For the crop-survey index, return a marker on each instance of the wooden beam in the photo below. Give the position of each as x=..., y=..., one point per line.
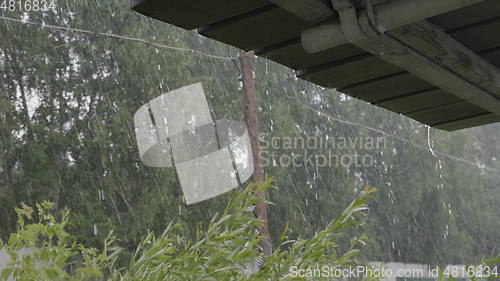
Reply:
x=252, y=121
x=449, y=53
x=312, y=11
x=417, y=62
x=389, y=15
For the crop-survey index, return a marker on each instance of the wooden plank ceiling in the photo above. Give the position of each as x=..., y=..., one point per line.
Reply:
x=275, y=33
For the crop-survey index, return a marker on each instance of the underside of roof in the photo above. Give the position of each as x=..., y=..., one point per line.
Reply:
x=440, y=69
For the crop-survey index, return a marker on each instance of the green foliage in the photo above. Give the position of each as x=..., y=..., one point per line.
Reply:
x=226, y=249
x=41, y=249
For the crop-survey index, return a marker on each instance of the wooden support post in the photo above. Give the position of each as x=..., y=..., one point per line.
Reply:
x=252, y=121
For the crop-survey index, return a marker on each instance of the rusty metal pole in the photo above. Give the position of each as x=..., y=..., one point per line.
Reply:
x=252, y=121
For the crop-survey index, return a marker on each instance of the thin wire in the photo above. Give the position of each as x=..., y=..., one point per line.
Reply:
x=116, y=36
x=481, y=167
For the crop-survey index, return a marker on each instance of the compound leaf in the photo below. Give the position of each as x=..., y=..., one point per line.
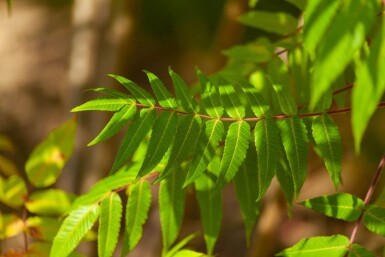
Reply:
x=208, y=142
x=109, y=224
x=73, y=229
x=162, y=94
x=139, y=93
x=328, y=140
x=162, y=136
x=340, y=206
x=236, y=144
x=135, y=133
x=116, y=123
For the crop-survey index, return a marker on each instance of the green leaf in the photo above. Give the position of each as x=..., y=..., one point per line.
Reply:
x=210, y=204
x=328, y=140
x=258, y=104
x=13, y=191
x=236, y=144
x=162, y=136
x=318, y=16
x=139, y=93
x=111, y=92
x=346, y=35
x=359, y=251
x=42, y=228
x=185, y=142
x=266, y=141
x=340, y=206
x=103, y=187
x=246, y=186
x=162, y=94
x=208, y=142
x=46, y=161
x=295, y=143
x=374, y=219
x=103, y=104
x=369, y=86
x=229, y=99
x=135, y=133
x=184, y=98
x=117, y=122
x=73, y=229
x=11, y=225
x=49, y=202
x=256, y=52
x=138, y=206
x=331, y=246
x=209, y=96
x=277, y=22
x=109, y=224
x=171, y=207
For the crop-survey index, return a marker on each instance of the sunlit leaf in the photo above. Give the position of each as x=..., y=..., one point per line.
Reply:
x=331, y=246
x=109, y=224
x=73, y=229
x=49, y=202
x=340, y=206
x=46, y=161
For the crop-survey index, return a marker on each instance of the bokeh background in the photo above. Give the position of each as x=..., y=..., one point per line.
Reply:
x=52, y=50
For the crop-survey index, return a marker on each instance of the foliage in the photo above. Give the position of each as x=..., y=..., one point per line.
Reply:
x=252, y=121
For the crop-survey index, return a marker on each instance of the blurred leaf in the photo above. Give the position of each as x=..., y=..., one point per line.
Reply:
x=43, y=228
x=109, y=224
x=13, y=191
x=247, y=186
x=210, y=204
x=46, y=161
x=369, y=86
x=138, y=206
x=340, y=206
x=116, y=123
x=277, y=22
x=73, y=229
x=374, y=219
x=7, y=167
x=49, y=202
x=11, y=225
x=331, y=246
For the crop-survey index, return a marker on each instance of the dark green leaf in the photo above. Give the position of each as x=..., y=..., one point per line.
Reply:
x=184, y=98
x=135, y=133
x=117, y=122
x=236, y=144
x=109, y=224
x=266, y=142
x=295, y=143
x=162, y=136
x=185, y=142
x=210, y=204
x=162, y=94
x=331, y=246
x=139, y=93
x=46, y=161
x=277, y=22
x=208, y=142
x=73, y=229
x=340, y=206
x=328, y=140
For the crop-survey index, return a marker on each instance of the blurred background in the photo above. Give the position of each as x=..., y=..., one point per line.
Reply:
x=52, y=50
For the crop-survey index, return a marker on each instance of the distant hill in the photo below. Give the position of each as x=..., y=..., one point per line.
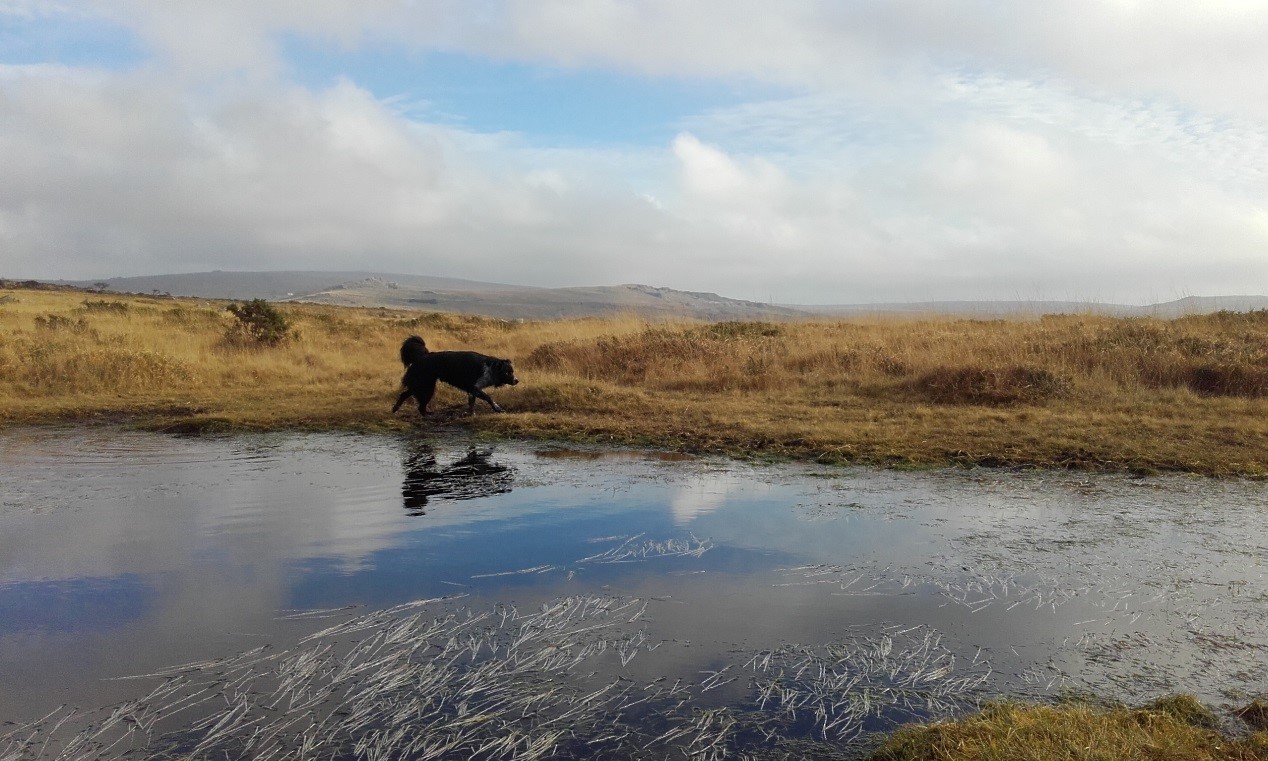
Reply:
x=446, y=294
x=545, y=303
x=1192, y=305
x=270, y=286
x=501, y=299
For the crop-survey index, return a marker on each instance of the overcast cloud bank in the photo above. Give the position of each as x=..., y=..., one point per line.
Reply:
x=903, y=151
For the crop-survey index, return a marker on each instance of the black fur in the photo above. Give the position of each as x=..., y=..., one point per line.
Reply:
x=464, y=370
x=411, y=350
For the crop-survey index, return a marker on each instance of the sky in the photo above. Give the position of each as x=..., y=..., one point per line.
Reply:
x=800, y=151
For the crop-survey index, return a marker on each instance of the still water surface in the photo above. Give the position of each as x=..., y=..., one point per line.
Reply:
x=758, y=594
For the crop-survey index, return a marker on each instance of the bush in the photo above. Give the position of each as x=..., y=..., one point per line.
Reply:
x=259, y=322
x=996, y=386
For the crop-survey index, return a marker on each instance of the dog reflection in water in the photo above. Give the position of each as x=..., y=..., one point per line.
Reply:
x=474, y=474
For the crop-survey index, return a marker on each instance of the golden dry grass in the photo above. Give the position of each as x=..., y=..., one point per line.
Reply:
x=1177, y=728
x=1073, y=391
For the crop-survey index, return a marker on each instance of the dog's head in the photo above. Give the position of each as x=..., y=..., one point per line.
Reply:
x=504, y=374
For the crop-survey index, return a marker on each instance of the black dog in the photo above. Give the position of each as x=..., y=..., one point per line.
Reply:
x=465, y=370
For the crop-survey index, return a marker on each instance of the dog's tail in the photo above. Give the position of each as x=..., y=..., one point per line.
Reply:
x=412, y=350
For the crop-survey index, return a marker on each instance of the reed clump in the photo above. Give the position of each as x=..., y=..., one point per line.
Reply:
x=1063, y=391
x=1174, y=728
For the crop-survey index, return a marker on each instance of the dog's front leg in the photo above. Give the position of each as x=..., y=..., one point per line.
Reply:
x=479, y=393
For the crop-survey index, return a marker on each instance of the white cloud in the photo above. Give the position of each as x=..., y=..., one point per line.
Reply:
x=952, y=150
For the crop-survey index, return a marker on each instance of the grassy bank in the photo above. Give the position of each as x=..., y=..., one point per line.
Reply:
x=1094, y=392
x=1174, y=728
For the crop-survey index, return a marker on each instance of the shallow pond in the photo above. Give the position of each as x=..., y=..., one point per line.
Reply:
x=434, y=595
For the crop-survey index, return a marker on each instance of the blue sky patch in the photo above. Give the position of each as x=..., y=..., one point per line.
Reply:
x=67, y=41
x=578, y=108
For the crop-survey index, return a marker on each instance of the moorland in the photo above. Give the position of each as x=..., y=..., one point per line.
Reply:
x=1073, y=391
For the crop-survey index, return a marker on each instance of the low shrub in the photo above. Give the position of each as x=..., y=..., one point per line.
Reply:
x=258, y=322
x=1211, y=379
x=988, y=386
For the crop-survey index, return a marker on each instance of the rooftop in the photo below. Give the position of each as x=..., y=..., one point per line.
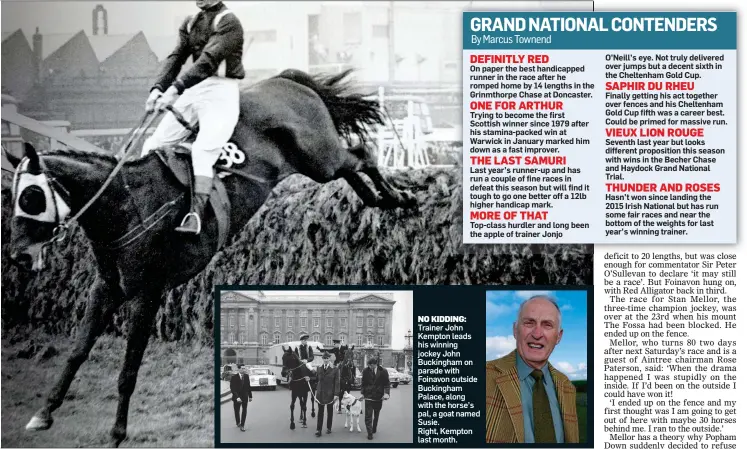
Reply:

***

Render the lines of the entries from the one holding "of the still" through the one holding "x=952, y=150", inclusive, as a Markdown table with the columns Row and Line. Give each line its row number and leave out blank lines.

> [FULL RESPONSE]:
| Row | Line |
|---|---|
| 1 | For the crop-survey index, return a marker on each instance of the still water surface in the photo above. Give the position of each as x=..., y=..., one point per line. |
| 2 | Reply: |
| 3 | x=758, y=594 |
| 4 | For the crop-survey index, return a marker on each instance of the bush in the photo above. Give the position of each as x=..., y=..., one point per line. |
| 5 | Reply: |
| 6 | x=259, y=322 |
| 7 | x=996, y=386 |
| 8 | For the crop-survey index, return a marker on each instance of the dog reflection in water in the photo above. Give the position of each as x=..., y=..., one point per line. |
| 9 | Reply: |
| 10 | x=474, y=474 |
| 11 | For the crop-survey index, return a marker on each instance of the golden dry grass in the photo above. Give the position of each as x=..., y=..., one point per line. |
| 12 | Reply: |
| 13 | x=1177, y=728 |
| 14 | x=1073, y=391 |
| 15 | For the crop-survey index, return a marker on each instance of the dog's head in the photo above. Give the position of each as x=..., y=..., one point per line. |
| 16 | Reply: |
| 17 | x=504, y=374 |
| 18 | For the crop-survey index, return a marker on each instance of the black dog in the photo above. Give the position of each as x=..., y=..., one point per line. |
| 19 | Reply: |
| 20 | x=465, y=370 |
| 21 | For the crop-survey index, return a marker on each instance of the dog's tail in the photo above. Give the position of each as x=..., y=..., one point per line. |
| 22 | Reply: |
| 23 | x=412, y=350 |
| 24 | For the crop-survey index, return a marker on each instance of the reed clump in the photo above. Give the position of each as x=..., y=..., one point per line. |
| 25 | Reply: |
| 26 | x=1063, y=391 |
| 27 | x=1174, y=728 |
| 28 | For the crop-survey index, return a marker on each instance of the dog's front leg in the photo above. Give the position of each as x=..., y=..., one point per line. |
| 29 | Reply: |
| 30 | x=479, y=393 |
| 31 | For the crop-survey index, return a marker on each instance of the white cloud in the photo above. Give the position of each as x=..., y=..., one point per line. |
| 32 | Reply: |
| 33 | x=952, y=150 |